Exercise task 1:
Answer these questions about the blade bait thread:
(a) Which brand of blade baits does Farmhand use?
(b) Since what year has hatteras1 been pouring blade baits?
(c) What hooks does hatteras1 use?

Reading passage:
▼
# Blade Baits



## Bassthumb (Aug 22, 2008)

Do you guys know which brands of blade baits have high quality hooks? I love Vibee and silver buddies but the hooks are junk. Mandatory immediate change, I hate it. It takes me about a half hour to swap hooks on a bait and it is infuriating that you cant pay 2 bucks more for a quality hook option. Thanks for any suggestions


----------



## Farmhand (Jul 11, 2011)

I use captain jays blade baits. Seem to be good quality. The gale force tackle ones look real nice and they use good hooks but for some reason I never catch as many fish on them


----------



## hatteras1 (Jan 18, 2011)

The blade baits cost me about .25-.35 each to make (unpainted, not including lead) 
I've been pouring my own since 1980
Still one of my favorite baits, and losing them doesn't hurt so much.


----------



## josh617 (Jan 28, 2005)

buy a good pair of split ring pliers and put good hooks on the blades u like!


----------



## Bassthumb (Aug 22, 2008)

Yeah I bought the most expensive pair I could find.... didnt help.


----------



## Saugeyefisher (Jul 19, 2010)

Pulse blade baits from flatline lures have decent hooks. 
But I still run vibes. The hooks do suck,but but being splitshank makes them easy enuff yo swap out when needed... i always keep a pill bottle full


----------



## Shortdrift (Apr 5, 2004)

Bassthumb said:


> Yeah I bought the most expensive pair I could find.... didnt help.


Practice makes perfect. I use VMC blade bait hooks as a replacement. Easy on and easy off, even when fishing. My buddy and I have a collasping hook retriever. I can't remember losing a single Vibe in the past two years.


----------



## hatteras1 (Jan 18, 2011)

I use #8 & #6 Mustad bronze. I use the green Aviation snips and clip the eyelet. It takes practice. I never use rings. The rings cause the hooks to get fouled too often for me when I'm casting.


----------



## josh617 (Jan 28, 2005)

Bassthumb said:


> Yeah I bought the most expensive pair I could find.... didnt help.


And some reading glasses!


----------
▲
Bounding box annotation entries
▼
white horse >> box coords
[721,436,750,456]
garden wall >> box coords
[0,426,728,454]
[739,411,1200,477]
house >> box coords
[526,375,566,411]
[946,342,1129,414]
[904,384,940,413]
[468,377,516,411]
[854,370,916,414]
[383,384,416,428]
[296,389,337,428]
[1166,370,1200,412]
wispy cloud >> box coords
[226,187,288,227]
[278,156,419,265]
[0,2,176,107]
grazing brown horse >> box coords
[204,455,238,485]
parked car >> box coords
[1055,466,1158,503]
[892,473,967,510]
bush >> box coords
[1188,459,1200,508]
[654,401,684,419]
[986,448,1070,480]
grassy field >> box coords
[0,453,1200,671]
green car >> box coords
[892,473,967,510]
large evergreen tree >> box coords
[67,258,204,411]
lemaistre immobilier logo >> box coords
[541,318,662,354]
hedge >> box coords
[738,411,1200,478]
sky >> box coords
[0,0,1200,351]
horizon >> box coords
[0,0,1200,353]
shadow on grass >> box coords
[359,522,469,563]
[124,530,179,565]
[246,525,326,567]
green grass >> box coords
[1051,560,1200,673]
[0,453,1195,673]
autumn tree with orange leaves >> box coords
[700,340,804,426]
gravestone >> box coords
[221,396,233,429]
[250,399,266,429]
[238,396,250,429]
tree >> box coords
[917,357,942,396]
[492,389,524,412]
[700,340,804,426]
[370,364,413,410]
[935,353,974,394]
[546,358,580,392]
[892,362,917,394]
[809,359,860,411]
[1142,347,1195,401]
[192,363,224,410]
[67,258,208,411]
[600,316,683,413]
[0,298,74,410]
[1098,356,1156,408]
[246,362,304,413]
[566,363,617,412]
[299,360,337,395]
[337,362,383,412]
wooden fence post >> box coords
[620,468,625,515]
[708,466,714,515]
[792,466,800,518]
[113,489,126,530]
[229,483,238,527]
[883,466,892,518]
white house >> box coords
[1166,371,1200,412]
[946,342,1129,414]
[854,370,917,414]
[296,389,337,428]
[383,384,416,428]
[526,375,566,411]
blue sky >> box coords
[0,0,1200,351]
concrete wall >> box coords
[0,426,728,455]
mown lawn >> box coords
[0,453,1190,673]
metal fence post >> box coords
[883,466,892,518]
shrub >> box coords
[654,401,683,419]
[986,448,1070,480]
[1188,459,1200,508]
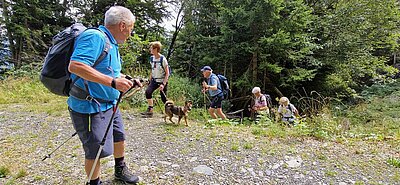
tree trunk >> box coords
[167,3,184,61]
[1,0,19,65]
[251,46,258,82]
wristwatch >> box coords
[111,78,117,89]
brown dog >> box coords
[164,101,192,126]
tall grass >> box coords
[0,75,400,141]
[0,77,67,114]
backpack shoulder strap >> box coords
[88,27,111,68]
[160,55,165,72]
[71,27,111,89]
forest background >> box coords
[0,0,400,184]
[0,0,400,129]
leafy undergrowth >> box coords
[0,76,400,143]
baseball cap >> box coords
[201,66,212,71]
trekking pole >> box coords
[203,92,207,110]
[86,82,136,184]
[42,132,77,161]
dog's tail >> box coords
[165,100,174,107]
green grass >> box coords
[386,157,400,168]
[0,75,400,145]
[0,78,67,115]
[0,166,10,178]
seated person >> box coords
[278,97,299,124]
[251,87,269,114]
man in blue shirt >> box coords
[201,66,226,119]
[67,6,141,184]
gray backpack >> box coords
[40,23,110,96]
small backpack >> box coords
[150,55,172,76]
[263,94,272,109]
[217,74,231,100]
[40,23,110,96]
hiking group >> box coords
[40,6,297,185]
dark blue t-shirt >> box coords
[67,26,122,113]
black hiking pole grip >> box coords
▲
▼
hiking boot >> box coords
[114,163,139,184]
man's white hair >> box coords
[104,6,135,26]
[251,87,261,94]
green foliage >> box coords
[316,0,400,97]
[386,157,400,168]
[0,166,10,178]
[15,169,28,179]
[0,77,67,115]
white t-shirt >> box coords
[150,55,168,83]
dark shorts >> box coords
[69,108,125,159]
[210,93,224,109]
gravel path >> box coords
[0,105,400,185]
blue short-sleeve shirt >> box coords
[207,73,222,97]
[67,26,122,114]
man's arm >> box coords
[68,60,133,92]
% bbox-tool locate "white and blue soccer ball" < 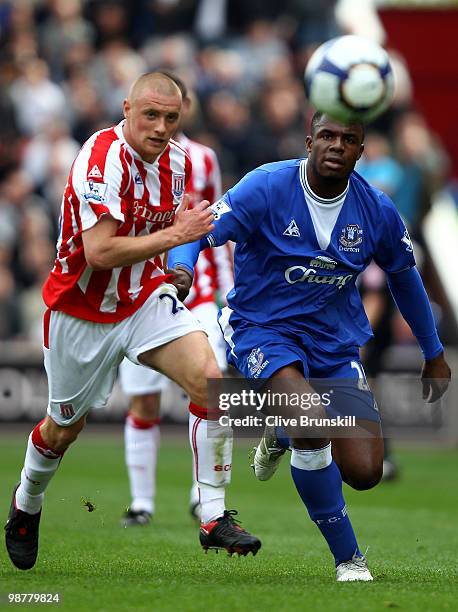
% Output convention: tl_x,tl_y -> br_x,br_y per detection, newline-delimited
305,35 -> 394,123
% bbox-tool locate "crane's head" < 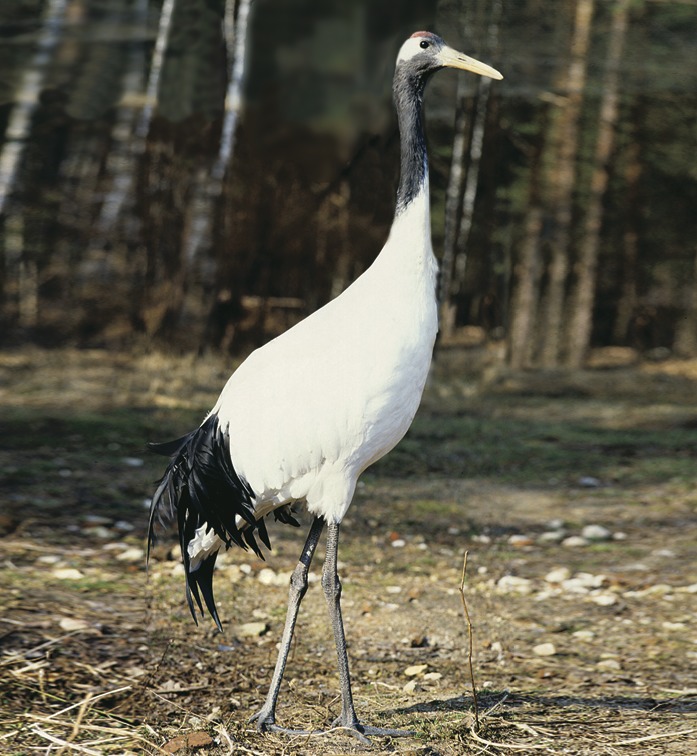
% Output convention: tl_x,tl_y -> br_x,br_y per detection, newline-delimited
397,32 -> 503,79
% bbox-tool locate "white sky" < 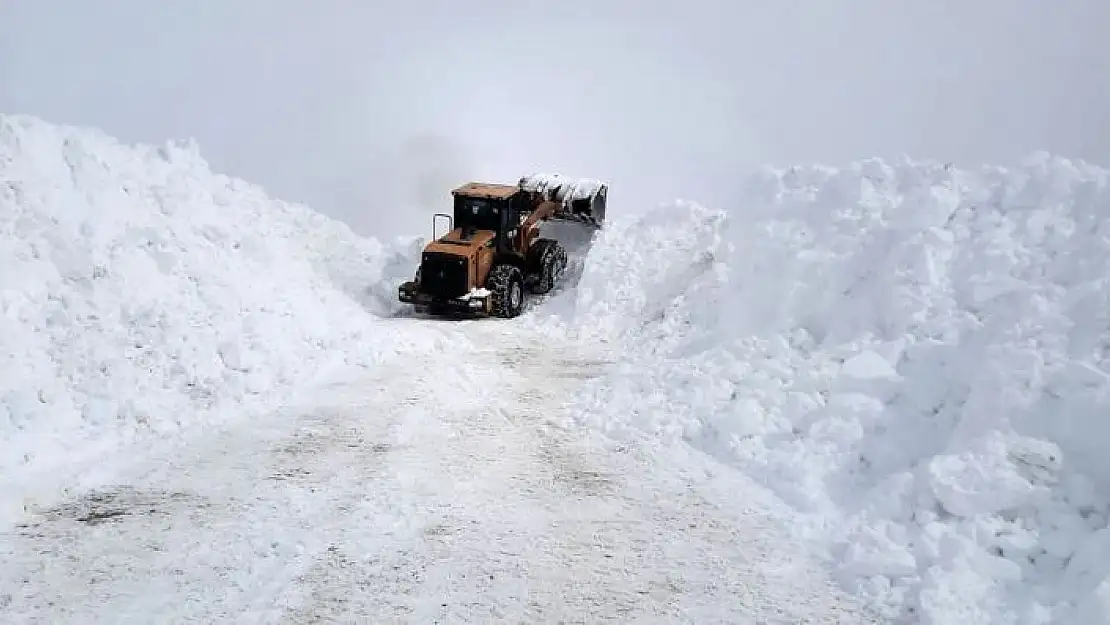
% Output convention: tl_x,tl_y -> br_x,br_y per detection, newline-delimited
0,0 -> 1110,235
▲
Exercise task 2: Rewrite the entries from the line containing "gray backpack >> box coords" down through the line containing "black hiking pole grip >> box coords", replacing "backpack" with "rucksack" and leaving everything else unchanged.

Written solution 1:
(a) Captain Jays blade baits
(b) 1980
(c) #8 and #6 Mustad bronze hooks

Written solution 2:
gray rucksack >> box coords
[40,23,110,96]
small rucksack >> box coords
[150,55,172,76]
[263,94,272,109]
[217,74,231,100]
[40,23,110,96]
hiking group >> box coords
[40,6,297,185]
dark blue t-shirt >> box coords
[67,26,122,113]
black hiking pole grip >> box coords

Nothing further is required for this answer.